__Problems to work on__
A. From the article on what happens after menopause, reproduce the part that opens with the words containing "What Happens After" and closes with "are officially over.".
B. List every length of time the article on life after menopause gives, with what each one refers to.
C. Continue the article on what happens after menopause from where it stops.

══ Document excerpt ══

Thursday, October 13, 2011

What Happens After Menopause?

Will the hot flashes, mood swings, and other symptoms of menopause come to a halt when your periods are finally finished? Find out what to expect in the years after menopause.

Though you may have some idea of what’s in store for you as you head toward menopause, the stage of life when the ovaries stop producing eggs and menstrual cycles dwindle, you may not quite know what to expect when your periods are officially over.
A woman is medically defined as being in menopause when she has not had a menstrual cycle for at least 12 months, says Kevin Audlin, MD, a gynecologist at Mercy Medical Center in Baltimore. At that point, the transition into your non-child-bearing years is complete.
After Your Period Stops
The permanent end of menstrual periods doesn’t necessarily mean the end of bothersome menopause symptoms, however. The symptoms typically associated with menopause, like hot flashes and mood swings, can occur for some time both before and after that point.
“There’s a window of about eight years in which women can feel those flashes and sweats,” Dr. Audlin says.
Women who have reached menopause can expect menopause symptoms to become worse than they were during perimenopause, the 2- to 10-year stage leading up to the permanent end of menstruation. Experts don’t know exactly why this happens, but it’s believed to be related to the hypothalamus, the portion of the brain that regulates temperature.
“The hypothalamus is acutely responsive to estrogens,” Audlin says. “Leading up to menopause, your estrogen levels fluctuate. When they’re high, you don’t have symptoms. But when you go into menopause and there’s a complete lack of estrogen, you start to notice those symptoms more.”

═══
══ Extracted entries ══

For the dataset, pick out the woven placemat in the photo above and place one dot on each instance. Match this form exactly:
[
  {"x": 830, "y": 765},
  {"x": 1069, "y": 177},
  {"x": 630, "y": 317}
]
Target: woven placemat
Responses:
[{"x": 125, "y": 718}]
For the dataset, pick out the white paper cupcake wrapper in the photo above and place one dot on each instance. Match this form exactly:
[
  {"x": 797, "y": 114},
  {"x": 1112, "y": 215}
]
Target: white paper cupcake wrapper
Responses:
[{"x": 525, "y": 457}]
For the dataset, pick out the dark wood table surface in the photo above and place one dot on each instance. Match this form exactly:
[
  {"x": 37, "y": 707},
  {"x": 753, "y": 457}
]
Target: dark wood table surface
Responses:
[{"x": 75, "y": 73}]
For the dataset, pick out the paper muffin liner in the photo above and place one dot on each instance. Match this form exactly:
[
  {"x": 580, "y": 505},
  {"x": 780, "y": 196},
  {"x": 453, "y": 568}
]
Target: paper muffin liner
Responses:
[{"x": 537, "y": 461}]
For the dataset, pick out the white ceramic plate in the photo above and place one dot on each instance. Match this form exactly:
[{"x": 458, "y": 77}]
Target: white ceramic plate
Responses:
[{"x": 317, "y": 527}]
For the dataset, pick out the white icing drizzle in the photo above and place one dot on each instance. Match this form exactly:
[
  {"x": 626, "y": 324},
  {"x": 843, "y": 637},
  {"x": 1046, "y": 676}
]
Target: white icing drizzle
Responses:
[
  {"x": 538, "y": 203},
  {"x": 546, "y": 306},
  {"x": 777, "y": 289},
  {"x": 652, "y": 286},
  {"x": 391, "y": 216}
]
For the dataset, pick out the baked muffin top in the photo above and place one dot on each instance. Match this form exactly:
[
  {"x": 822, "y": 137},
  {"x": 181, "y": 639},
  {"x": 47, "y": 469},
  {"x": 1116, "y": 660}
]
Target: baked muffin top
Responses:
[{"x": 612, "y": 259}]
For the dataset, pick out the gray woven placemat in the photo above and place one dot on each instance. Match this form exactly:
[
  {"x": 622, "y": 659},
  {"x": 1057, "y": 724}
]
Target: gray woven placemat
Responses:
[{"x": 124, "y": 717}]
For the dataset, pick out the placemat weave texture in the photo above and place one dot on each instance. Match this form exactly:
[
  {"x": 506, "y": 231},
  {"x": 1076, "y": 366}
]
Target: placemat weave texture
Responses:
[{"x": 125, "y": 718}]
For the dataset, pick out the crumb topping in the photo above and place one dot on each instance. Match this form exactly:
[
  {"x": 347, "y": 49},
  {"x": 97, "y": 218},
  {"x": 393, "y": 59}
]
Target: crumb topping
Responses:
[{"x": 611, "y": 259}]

═══

__Numbered answers__
A.
What Happens After Menopause?

Will the hot flashes, mood swings, and other symptoms of menopause come to a halt when your periods are finally finished? Find out what to expect in the years after menopause.

Though you may have some idea of what’s in store for you as you head toward menopause, the stage of life when the ovaries stop producing eggs and menstrual cycles dwindle, you may not quite know what to expect when your periods are officially over.

B.
- At least 12 months: how long a woman must go without a menstrual cycle to be medically defined as being in menopause
- About eight years: the window in which women can feel flashes and sweats
- 2 to 10 years: the length of perimenopause, the stage leading up to the permanent end of menstruation

C.
Managing Menopause Symptoms
Replacing the missing estrogen in the body with medication can help relieve hot flashes and night sweats. However, women who take hormone replacement therapy usually find that their hot flashes will resume years later, when they go off the drugs.
“If you give a woman hormones until the age of 70, she’ll get hot flashes then, when she stops taking them,” Audlin says.
Some non-hormonal methods are available for relieving menopause symptoms. Certain antidepressants, such as Pristiq (desvenlafaxine) and Effexor ( venlafaxine), have been proven to be effective hot flash treatments.
But, Audlin says, the simplest way to take control of your physical symptoms is to stay in good health. Regular exercise, healthy eating habits, and getting enough sleep at night can all help a woman stay stronger, which makes her more able to withstand the changes that occur as estrogen levels drop.
“Women who do these things are less likely to be bothered by hot flashes, and they get less of them,” Audlin says.